> **Set problem 1**
According to the NER Visualizer notebook, which two functions produce outputs that the visualization classes work with?
> **Set problem 2**
The NER Visualizer notebook names the types of annotations that Spark NLP Display supports out of the box. List every one of them.
> **Set problem 3**
Extend the NER Visualizer notebook beyond its final sentence, which says that label colors can be configured.

> **Source passage**
- - -
![JohnSnowLabs](https://nlp.johnsnowlabs.com/assets/images/logo.png)

# **NER Visualizer**

This notebook will cover using the `NER Visualizer`.

`NER Visualizer` is a part of `Spark NLP Display`, which is an open-source python library for visualizing the annotations generated with Spark NLP.




**📖 Learning Objectives:**

1. Understand how `NER Visualizer` works.

2. Understand how `NER Visualizer` can be used to visualize the entities extracted using Spark NLP.

3. Become comfortable using the different parameters of the annotator.


**🔗 Helpful Links:**

- Documentation : [Spark NLP Display](https://nlp.johnsnowlabs.com/docs/en/display)

- For extended examples of usage, see the [Spark NLP repository](https://github.com/JohnSnowLabs/spark-nlp-display).



## **📜 Background**

`Spark NLP Display` is an open-source python [library](https://nlp.johnsnowlabs.com/docs/en/display) for visualizing the annotations generated with Spark NLP. It currently offers **out-of-the-box** support for the following types of annotations:

<br/>

*   Dependency Parser
*   Named Entity Resolution (NER)
*   Entity Resolution
*   Relation Extraction
*   Assertion Status

<br/>

The ability to **quickly visualize** the entities/relations/assertion status, etc. generated using Spark NLP is a very useful feature for speeding up the development process as well as for understanding the obtained results. 

Getting all of this in a one liner is extremely convenient, especially when running Jupyter notebooks which offers full support for html visualizations.

<br/>

The visualisation classes work with the outputs returned by both **`Pipeline.transform()`** function and **`LightPipeline.fullAnnotate()`**.

## **🎬 Colab Setup**

In [None]:
!pip install spark-nlp
!pip install pyspark
!pip install spark-nlp-display

In [None]:
from sparknlp.pretrained import PretrainedPipeline
from sparknlp_display import NerVisualizer
from sparknlp.annotator import *
from sparknlp.base import *
import pyspark.sql.functions as F

import sparknlp

# Start Spark Session
spark = sparknlp.start()

## **NER Output Visualisation**

`NerVisualizer` highlights the named entities that are identified by Spark NLP and also displays their labels as decorations on top of the analyzed text.  

The colors assigned to the predicted labels can be configured to fit the particular needs of the application.
- - -
> **Entries**
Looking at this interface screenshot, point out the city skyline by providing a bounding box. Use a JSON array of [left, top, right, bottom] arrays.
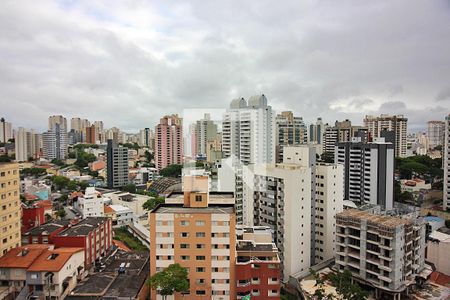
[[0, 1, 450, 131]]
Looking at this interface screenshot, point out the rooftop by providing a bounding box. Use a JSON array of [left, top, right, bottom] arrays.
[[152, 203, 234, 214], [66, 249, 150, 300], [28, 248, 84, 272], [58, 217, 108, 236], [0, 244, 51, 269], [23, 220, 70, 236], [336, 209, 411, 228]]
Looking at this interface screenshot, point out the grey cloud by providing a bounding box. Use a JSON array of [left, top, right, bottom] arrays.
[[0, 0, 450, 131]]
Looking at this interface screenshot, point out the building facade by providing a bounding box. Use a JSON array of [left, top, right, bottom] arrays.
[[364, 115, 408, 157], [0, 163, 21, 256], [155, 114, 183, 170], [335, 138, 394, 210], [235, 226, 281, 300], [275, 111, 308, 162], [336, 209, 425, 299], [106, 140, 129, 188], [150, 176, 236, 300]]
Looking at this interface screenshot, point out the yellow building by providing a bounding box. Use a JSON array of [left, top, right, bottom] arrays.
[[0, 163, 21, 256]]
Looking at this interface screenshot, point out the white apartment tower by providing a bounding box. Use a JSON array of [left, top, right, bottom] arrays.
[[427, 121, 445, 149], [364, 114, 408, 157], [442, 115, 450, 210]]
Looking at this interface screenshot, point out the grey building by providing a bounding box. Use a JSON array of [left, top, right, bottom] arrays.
- - -
> **Final result 1**
`Pipeline.transform()` and `LightPipeline.fullAnnotate()`

> **Final result 2**
- Dependency Parser
- Named Entity Resolution (NER)
- Entity Resolution
- Relation Extraction
- Assertion Status

> **Final result 3**
In [3]:
example = [
           """One of the most prominent centers of the Renaissance was Florence, Italy, which produced many of the era's most influential painters. 
           Among these was Sandro Botticelli, whose masterpieces include "The Birth of Venus" and "Primavera," both of which feature mythological 
           themes and strikingly beautiful figures. Another great Renaissance painter from Florence was Michelangelo, known for his stunning frescoes 
           on the ceiling of the Sistine Chapel, as well as his sculptures such as the "David" and "Pieta."""
]

### Using a **Pretrained Pipeline** - [Recognize Entities DL Pipeline](https://nlp.johnsnowlabs.com/2021/03/23/recognize_entities_dl_en.html)

A Pretrained Pipeline in Spark NLP is a pre-built NLP pipeline that allows users to quickly perform a variety of text analysis tasks without having to build the pipeline from scratch. 

**`recognize_entities_dl`** is a [pretrained pipeline](https://nlp.johnsnowlabs.com/2021/03/23/recognize_entities_dl_en.html) that can be used to process text with a simple pipeline that performs basic processing steps and recognizes entities. It performs most of the common text processing tasks on your dataframe.

In [16]:
pipeline = PretrainedPipeline('recognize_entities_dl', lang='en')

recognize_entities_dl download started this may take some time.
Approx size to download 160.1 MB
[OK!]


In [17]:
ppres = pipeline.fullAnnotate(example)[0]
ppres.keys()

dict_keys(['entities', 'document', 'token', 'ner', 'embeddings', 'sentence'])

#### Observe the effects of changing some parameters on the visuals and save the results as html file.:

In [18]:
from sparknlp_display import NerVisualizer
visualiser = NerVisualizer()
print()
visualiser.display(ppres, label_col='entities', document_col='document', save_path=f"display_recognize_entities.html")




#### Assign a color to an entity.

In [19]:
visualiser.set_label_colors({'LOC':'#008080', 'PER':'#800080'})
visualiser.display(ppres, label_col='entities')

#### Set a label filter - just show the entities labelled as "PER".



In [20]:
visualiser.display(ppres, label_col='entities', document_col='document',
                   labels=['PER'])

print()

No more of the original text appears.